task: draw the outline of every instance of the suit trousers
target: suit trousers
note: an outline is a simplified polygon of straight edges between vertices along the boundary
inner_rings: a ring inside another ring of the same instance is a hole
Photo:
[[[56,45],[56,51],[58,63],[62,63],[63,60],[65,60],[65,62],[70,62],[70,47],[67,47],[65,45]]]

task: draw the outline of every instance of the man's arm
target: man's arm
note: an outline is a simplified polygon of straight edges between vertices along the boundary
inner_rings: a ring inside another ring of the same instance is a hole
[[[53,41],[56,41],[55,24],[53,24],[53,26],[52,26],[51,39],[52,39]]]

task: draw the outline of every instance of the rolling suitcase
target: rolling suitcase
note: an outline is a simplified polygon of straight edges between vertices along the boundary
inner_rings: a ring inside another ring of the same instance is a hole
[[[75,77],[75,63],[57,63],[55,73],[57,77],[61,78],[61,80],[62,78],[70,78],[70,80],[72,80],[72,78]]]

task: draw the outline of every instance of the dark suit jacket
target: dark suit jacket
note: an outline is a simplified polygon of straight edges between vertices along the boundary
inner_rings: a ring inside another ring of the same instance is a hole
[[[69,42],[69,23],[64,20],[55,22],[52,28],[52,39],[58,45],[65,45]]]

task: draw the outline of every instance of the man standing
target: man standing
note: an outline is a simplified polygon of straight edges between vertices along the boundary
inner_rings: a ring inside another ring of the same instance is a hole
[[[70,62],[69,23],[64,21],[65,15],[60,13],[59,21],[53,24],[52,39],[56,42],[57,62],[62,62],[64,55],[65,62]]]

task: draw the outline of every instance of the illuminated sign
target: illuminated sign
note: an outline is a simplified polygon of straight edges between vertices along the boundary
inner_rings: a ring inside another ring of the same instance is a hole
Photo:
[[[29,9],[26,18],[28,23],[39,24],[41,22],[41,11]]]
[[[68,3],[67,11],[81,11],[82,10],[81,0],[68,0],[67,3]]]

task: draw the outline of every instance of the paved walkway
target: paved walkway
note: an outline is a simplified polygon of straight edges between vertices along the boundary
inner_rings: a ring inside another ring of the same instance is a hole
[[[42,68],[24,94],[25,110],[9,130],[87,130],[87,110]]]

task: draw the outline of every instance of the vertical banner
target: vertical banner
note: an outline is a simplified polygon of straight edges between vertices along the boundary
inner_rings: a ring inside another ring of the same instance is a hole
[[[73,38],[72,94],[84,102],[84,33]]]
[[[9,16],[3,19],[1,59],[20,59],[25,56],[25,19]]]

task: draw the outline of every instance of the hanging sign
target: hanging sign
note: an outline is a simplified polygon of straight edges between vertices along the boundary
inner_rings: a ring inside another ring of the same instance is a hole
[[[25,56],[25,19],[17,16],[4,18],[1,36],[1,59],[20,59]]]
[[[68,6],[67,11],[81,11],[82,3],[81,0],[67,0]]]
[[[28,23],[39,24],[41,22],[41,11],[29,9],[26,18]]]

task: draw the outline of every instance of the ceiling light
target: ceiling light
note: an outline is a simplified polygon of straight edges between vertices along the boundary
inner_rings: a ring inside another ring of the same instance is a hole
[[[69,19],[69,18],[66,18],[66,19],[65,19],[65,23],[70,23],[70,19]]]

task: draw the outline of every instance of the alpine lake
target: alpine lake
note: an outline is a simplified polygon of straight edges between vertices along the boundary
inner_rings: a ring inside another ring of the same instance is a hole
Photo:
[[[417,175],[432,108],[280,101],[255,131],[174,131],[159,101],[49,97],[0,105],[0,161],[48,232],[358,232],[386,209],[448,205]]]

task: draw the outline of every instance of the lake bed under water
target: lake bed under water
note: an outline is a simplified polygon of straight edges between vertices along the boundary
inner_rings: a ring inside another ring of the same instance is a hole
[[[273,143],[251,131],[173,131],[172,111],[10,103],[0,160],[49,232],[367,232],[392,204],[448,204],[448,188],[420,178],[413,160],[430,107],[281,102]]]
※ ※ ※
Written instruction: Put the records above into a two-column CSV with one row per record: the record's text goes under the column instruction, and its answer goes under the column result. Wrap each field in quotes and replace line breaks with spaces.

In response:
instruction,result
"task: draw the outline of every instance of the suit trousers target: suit trousers note: an outline is a simplified polygon of straight edges between vertices along the boundary inner_rings: a ring inside another ring of the same instance is a hole Photo:","[[[56,45],[56,51],[58,63],[62,63],[63,60],[65,60],[65,62],[70,62],[70,47],[67,47],[65,45]]]"
"task: draw the outline of every instance of the man's arm target: man's arm note: an outline is a simplified polygon of straight edges between vertices along the boundary inner_rings: a ring inside another ring of the same instance is a hole","[[[53,41],[56,41],[55,24],[53,24],[53,26],[52,26],[51,39],[52,39]]]"
"task: draw the outline of every instance of the rolling suitcase target: rolling suitcase note: an outline is a simplified polygon of straight edges between vertices along the boundary inner_rings: a ring inside another ring of the same instance is a hole","[[[75,77],[75,63],[57,63],[55,73],[57,77],[61,78],[61,80],[62,78],[70,78],[70,80],[72,80],[72,78]]]"
"task: draw the outline of every instance of the dark suit jacket target: dark suit jacket note: an outline is a simplified polygon of straight edges between vertices along the boundary inner_rings: a ring inside another ring of the same instance is a hole","[[[69,42],[69,23],[64,20],[55,22],[52,28],[52,39],[58,45],[65,45]]]"
"task: draw the outline of every instance of the man standing target: man standing note: an outline is a simplified polygon of straight edges between vertices along the boundary inner_rings: a ring inside another ring of the same instance is a hole","[[[70,62],[69,23],[64,21],[65,15],[60,13],[59,21],[53,24],[52,39],[56,42],[57,62],[62,62],[64,55],[65,62]]]"
"task: draw the outline of every instance of the illuminated sign target: illuminated sign note: an outline is a simplified polygon of straight edges between vertices along the boundary inner_rings: a ring inside another ring of the same instance is a hole Photo:","[[[29,9],[26,18],[28,23],[39,24],[41,22],[41,11]]] [[[68,3],[67,11],[81,11],[82,10],[81,0],[68,0],[67,3]]]"
"task: draw the outline of every instance of the paved walkway target: paved walkway note: an outline is a simplified polygon of straight edges between vertices along the boundary inner_rings: a ring inside another ring of the same instance is a hole","[[[42,68],[24,94],[25,110],[9,130],[87,130],[87,110]]]"
"task: draw the outline of every instance of the vertical banner target: vertical banner note: an outline is a simplified polygon of straight edges between vertices along the boundary inner_rings: a ring inside another ring of the same instance is a hole","[[[73,38],[72,94],[84,102],[84,33]]] [[[9,16],[3,19],[1,59],[20,59],[25,56],[25,19]]]"
"task: draw the outline of every instance of the hanging sign target: hanging sign note: an outline is a simplified polygon of straight edges between vertices along the boundary inner_rings: a ring inside another ring of the same instance is a hole","[[[25,56],[25,19],[17,16],[4,18],[1,36],[1,59],[20,59]]] [[[68,6],[67,11],[81,11],[82,3],[81,0],[67,0]]] [[[28,23],[39,24],[41,22],[41,11],[29,9],[26,18]]]"
"task: draw the outline of every instance of the ceiling light target: ceiling light note: an outline is a simplified polygon of straight edges between vertices along the boundary inner_rings: a ring inside another ring of the same instance is a hole","[[[69,19],[69,18],[66,18],[66,19],[65,19],[65,23],[70,23],[70,19]]]"
"task: draw the outline of every instance of the alpine lake target: alpine lake note: an outline is a simplified polygon of straight edges between vertices along the boundary inner_rings: a ring inside another ring of the same instance is a hole Photo:","[[[417,175],[432,108],[280,101],[255,131],[174,131],[159,101],[49,97],[0,105],[0,161],[48,232],[358,232],[386,209],[448,205]]]"
"task: draw the outline of every instance of the lake bed under water target: lake bed under water note: an outline is a simplified polygon of straight edges between vertices along the boundary inner_rings: a ring inside another ring of the same instance is a hole","[[[273,143],[251,131],[173,131],[172,111],[10,103],[0,160],[49,232],[367,232],[392,204],[448,204],[448,188],[420,178],[413,160],[430,107],[281,102]]]"